══ Text section ══
A Guangzhou court has dismissed a lawsuit brought by 34 shipyard workers who claimed their employer, CSSC Guangzhou Longxue Shipbuilding Co. Ltd, had colluded with its affiliated hospital to conceal the results of health checks which should have revealed the early stages of the deadly lung disease pneumoconiosis.
The Liwan District Court ruled that the workers did not prove they’d had their medical checks done at the Guangzhou Shipbuilding Factory Hospital between 2009 and 2011, and said that their current medical condition had nothing to do with the medical test results in the past.
Some of the workers (left) described the verdict as “total bullshit” and said they would meet their lawyers to discuss an appeal.
The case originated in November 2012, when one worker left the company and did his final medical check-up at the Guangzhou Shipbuilding Factory Hospital. The results showed no abnormalities on his lungs but just seven days later when he went to a local hospital that specialized in occupational disease, he was promptly diagnosed with pneumoconiosis.
When news of the worker’s test results started to spread, many of his co-workers followed suit and got tested independently. Eventually, 23 workers were diagnosed with suspected pneumoconiosis. Most of the workers were welders who had worked for many years in cramped, dust-filled ship compartments.
═══
Things to do:
A. In the article about the shipyard workers' lawsuit, copy word for word the passage starting at "The Liwan District" and ending at "discuss an appeal.".
B. Condense the paragraph of the shipyard workers' lawsuit article that begins "The case originated in November 2012" into a short list of its main facts.
C. Continue the article about the Guangzhou shipyard workers' pneumoconiosis lawsuit from the point where it stops.
══ Provided information ══
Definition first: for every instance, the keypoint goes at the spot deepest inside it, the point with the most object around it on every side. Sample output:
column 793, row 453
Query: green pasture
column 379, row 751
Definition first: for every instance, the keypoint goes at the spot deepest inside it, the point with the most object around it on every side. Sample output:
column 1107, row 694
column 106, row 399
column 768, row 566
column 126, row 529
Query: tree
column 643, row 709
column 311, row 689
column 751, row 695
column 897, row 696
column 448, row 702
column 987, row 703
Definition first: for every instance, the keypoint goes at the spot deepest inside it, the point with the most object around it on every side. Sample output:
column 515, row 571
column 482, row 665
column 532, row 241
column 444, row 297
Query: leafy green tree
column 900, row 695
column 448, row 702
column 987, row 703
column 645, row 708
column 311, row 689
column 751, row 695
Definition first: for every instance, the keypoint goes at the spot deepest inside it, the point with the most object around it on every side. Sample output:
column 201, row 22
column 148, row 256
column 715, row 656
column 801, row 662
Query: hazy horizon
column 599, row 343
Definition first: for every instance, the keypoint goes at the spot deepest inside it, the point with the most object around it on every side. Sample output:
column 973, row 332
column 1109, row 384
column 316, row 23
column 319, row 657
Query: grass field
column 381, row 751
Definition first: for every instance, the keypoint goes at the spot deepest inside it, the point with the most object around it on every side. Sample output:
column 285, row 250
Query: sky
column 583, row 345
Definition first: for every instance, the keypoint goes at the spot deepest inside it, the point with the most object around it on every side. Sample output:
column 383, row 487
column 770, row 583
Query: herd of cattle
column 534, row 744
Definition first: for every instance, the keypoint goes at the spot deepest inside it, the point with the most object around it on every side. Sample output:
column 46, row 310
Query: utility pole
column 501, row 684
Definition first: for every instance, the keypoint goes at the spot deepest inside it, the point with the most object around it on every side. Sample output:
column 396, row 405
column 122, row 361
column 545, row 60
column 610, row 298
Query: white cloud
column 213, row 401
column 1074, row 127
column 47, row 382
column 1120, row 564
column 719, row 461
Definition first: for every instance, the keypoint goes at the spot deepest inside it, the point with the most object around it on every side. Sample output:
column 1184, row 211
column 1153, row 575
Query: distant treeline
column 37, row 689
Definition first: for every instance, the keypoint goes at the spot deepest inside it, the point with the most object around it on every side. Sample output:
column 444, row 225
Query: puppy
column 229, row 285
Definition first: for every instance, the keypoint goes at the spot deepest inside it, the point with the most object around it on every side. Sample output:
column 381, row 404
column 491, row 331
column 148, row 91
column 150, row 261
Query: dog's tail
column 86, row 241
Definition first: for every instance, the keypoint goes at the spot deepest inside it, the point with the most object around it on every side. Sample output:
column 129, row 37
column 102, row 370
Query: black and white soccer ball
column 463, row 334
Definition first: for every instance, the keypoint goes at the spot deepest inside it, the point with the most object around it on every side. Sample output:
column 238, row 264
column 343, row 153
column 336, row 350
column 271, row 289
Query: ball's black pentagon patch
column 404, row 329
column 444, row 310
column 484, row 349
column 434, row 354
═══
Answers to the exercise:
A.
The Liwan District Court ruled that the workers did not prove they’d had their medical checks done at the Guangzhou Shipbuilding Factory Hospital between 2009 and 2011, and said that their current medical condition had nothing to do with the medical test results in the past.
Some of the workers (left) described the verdict as “total bullshit” and said they would meet their lawyers to discuss an appeal.

B.
- In November 2012, a worker left the company and had his final medical check-up at the Guangzhou Shipbuilding Factory Hospital.
- Those results showed no abnormalities on his lungs.
- Seven days later, a local hospital specializing in occupational disease promptly diagnosed him with pneumoconiosis.

C.
The appalling working conditions were revealed on a Guangzhou television news program last year, which showed how workers, wearing flimsy face masks, were covered in black soot within just a few hours. However, despite all the evidence of hazardous working conditions at the shipyard, the court still chose to dismiss the lawsuit.
The key problem for the worker litigants was the health checks were commissioned by the employer and the results were sent to the employer, making it very difficult for them to get their hands on the evidence.
The media attention garnered by the case did at least highlight once again the at times blatant collusion between hospitals and employers in high dust industries to conceal or fabricate the results of employee health checks. And, encouragingly, more workers are now starting to hold hospitals as well as their employers to account and this will eventually put more pressure on those hospitals to put the patient rather than the employer first.